* [WRITTEN PROBLEM]:
Reproduce the portion of the items that begins at their start and ends with the line containing "621 226 L 606", both ends included. Keep the requests and their format samples unchanged, and multiply every coordinate in the answer outlines by 0.55, rounding each to a whole number with halves rounded up.
- - - -
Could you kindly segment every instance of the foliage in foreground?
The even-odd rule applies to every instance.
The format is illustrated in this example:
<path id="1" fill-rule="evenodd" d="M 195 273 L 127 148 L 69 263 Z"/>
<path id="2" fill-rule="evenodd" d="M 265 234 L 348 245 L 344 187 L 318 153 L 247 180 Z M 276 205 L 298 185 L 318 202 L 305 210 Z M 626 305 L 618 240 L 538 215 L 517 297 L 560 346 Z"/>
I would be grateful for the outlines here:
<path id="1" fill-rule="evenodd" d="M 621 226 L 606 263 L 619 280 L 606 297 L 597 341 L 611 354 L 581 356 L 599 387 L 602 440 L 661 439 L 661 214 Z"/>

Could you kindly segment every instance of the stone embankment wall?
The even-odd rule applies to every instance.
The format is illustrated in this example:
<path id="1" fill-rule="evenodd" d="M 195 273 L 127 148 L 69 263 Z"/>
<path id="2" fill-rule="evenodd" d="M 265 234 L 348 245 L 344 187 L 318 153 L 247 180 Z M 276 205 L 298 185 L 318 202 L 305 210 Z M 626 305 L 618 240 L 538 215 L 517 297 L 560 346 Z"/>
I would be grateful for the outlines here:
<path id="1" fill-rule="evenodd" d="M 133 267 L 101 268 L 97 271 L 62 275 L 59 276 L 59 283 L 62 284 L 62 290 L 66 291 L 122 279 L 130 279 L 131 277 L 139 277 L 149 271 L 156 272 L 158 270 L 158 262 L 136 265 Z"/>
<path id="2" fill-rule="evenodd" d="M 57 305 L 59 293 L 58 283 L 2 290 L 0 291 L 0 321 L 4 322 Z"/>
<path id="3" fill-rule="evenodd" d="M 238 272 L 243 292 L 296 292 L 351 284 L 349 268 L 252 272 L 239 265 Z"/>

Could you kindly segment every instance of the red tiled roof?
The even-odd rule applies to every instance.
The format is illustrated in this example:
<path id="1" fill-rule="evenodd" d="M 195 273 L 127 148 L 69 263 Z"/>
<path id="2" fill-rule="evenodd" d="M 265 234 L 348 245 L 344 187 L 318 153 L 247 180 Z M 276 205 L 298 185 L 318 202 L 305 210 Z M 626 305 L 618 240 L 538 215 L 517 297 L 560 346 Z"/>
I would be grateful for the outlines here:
- - - -
* [OUTPUT]:
Could you kindly segment every instance of the foliage in foreground?
The even-odd rule applies to every instance.
The format is illustrated in this example:
<path id="1" fill-rule="evenodd" d="M 195 273 L 127 148 L 69 263 Z"/>
<path id="2" fill-rule="evenodd" d="M 265 234 L 348 245 L 344 187 L 318 153 L 247 180 Z M 276 205 L 298 185 L 318 202 L 305 210 Z M 626 305 L 618 240 L 538 215 L 517 297 L 560 346 Z"/>
I would be grateful for the outlines here:
<path id="1" fill-rule="evenodd" d="M 342 124 L 333 145 L 340 154 L 333 163 L 328 188 L 336 195 L 320 196 L 329 213 L 331 242 L 364 241 L 364 118 Z"/>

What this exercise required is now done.